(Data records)
■ ■ ■

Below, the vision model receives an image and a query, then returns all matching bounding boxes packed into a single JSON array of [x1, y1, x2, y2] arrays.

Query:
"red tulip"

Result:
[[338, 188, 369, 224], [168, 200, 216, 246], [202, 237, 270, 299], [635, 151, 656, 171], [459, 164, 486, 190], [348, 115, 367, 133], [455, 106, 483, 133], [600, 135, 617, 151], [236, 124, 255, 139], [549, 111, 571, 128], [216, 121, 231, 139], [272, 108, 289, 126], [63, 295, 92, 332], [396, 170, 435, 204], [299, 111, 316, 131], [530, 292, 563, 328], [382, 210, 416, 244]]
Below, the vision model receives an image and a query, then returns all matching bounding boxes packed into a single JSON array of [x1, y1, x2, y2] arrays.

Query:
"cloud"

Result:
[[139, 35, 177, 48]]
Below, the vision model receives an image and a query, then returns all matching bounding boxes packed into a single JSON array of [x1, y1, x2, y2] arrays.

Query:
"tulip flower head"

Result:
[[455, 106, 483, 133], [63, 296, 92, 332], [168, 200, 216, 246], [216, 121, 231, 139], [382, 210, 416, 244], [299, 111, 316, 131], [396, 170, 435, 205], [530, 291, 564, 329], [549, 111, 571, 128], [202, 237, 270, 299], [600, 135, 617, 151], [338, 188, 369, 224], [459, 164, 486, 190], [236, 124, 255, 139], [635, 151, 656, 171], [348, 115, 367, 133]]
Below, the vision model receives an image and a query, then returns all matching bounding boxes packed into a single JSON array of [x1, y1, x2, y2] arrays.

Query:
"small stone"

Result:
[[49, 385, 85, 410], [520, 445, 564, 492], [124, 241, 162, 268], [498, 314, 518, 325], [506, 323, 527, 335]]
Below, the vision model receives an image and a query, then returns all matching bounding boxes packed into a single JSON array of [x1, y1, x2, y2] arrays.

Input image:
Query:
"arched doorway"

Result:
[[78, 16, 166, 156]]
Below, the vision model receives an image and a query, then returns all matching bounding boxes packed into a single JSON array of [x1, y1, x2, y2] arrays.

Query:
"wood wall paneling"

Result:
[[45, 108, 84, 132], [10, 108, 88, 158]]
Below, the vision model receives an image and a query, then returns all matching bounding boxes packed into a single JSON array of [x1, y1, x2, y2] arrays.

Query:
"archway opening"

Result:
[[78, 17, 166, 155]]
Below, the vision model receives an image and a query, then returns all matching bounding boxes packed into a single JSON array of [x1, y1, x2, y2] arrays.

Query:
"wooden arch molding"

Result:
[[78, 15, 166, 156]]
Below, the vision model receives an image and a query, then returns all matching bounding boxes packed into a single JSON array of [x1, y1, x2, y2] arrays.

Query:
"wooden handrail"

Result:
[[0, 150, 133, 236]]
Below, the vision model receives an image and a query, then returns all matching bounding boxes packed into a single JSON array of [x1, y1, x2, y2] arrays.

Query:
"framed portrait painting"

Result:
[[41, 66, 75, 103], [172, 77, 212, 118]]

■ ■ ■

DIRECTIONS FOR THIS TASK:
Collect each line of the entries above that contains the word "wooden".

RESULT OF THE EXERCISE:
"wooden arch molding"
"wooden handrail"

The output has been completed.